* ACTION ITEM: Please retype the line that contains "[ ] one point" and all lines that follow it to the end of the entries below, exactly as they stand, with nothing added.
___ RECORDS
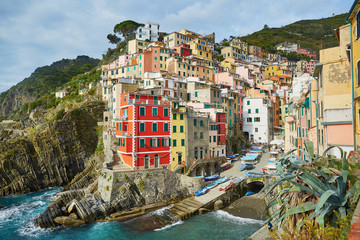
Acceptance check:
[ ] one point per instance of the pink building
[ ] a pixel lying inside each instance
(308, 52)
(310, 66)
______
* TASK OUTPUT:
[ ] one point per instance of the pink building
[ ] a pixel lying inside each instance
(308, 52)
(310, 66)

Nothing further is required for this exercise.